### Reading text
- Born: Landon Anthony Vannata March 14, 1992 (age 34) Neptune City, New Jersey, United States
- Other names: Groovy
- Height: 5 ft 9 in (1.75 m)
- Weight: 155 lb (70 kg; 11.1 st)
- Division: Featherweight (2021–present) Lightweight (2012–2020) Welterweight (2013)
- Reach: 71 in (180 cm)
- Team: Jackson Wink MMA Academy (2012–2018) BMF Ranch (2018–present) Jackson's MMA Acoma (2018–present)
- Trainer: Greg Jackson Nick Urso Clint Roberts
- Rank: Brown belt in Brazilian Jiu-Jitsu
- Wrestling: NCAA Division I Wrestling
- Years active: 2012–present

Mixed martial arts record
- Total: 22
- Wins: 12
- By knockout: 4
- By submission: 5
- By decision: 3
- Losses: 8
- By knockout: 1
- By submission: 2
- By decision: 5
- Draws: 2

Other information
- Mixed martial arts record from Sherdog

= Lando Vannata =

American mixed martial arts fighter

Landon Anthony Vannata (born March 14, 1992) is an American professional mixed martial artist who competed in the featherweight division of the Ultimate Fighting Championship. A professional competitor since 2012, he has formerly competed for the RFA and Pancrase.

==Early years==
Vannata was born in Neptune, New Jersey and at the age of 13, began wrestling and Brazilian Jiu-Jitsu. Vannata later wrestled at an NCAA Division I University of Tennessee at Chattanooga, but dropped out after one semester. After dropping out, he left for Albuquerque, New Mexico, to join JacksonWink Academy

==Mixed martial arts career==
===Early career===
Vannata made his professional MMA debut in May 2012. He amassed an undefeated record of 8–0 in various promotions over the next four years before joining the UFC.

===Ultimate Fighting Championship===
After an injury to Michael Chiesa, Vannata was called on two weeks' notice to fight against ranked #3 lightweight Tony Ferguson on July 16, 2016, at UFC Fight Night 91. After an exciting back-and-forth fight, and almost finishing Ferguson with strikes in the first round he lost by submission in the second round. Both participants were awarded a Fight of the Night bonus.

### Written exercise
Write the next part of the Lando Vannata biography, picking up after the sentence about the Fight of the Night bonus.

### Data extract
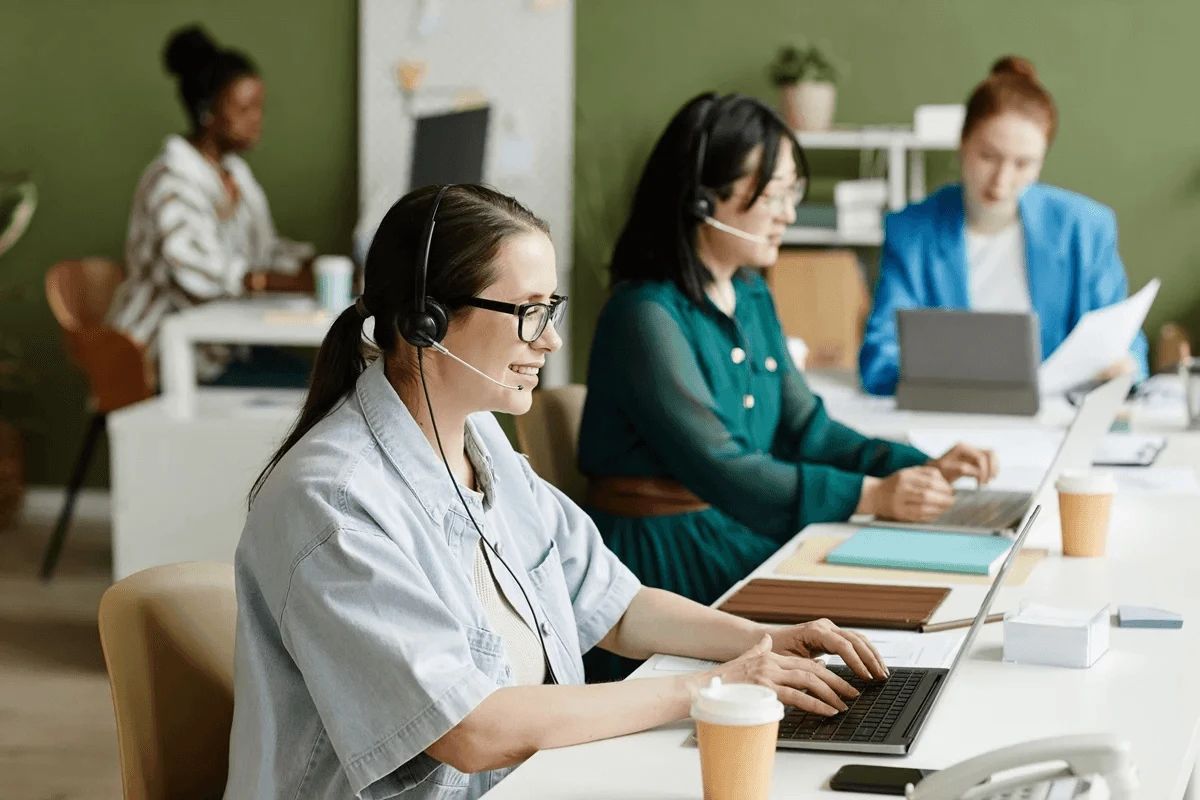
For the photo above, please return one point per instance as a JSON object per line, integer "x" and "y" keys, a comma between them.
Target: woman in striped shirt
{"x": 201, "y": 228}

### Reply
Vannata faced John Makdessi on December 10, 2016, at UFC 206 He won the fight via highlight reel spinning heel kick knockout in the first round and was awarded a Performance of the Night bonus.

Vannata faced David Teymur on March 4, 2017, at UFC 209. He lost the fight via unanimous decision. The fight was awarded Fight of the Night honors.

Vannata was expected to face Abel Trujillo on October 7, 2017, at UFC 216. However, Trujillo was removed from the card on August 14 for undisclosed reasons and replaced by Bobby Green. Vannata struck Green with a knee while Green was a grounded opponent, which caused referee Herb Dean to deduct one point from Vannata. The judges handed down a split draw after three rounds with score of 29-27-27-29 and 28-28. This fight earned him Fight of the Night award.

Vannata was linked to a fight with Gilbert Burns on April 14, 2018, at UFC on Fox 29. However, the pairing never materialized as Vannata was unable to accept the fight for this date/event as he was still rehabilitating a recent arm injury.

Vannata faced Drakkar Klose on July 7, 2018, at UFC 226. He lost the fight by unanimous decision. After the fight with Klose, Vannata departed from Jackson Wink MMA Academy in the heels of Donald Cerrone's departure. Due to the departure, Vannata begun training at both Cerrone's BMF Ranch and Jackson's MMA Association Gym.

Vannata faced Matt Frevola on November 3, 2018, at UFC 230. The bout ended in a majority draw. Shortly after the fight, Vannata announced that he became a free agent. In the beginning of 2019, Vannata announced that he had signed a new, four-fight contract with the UFC.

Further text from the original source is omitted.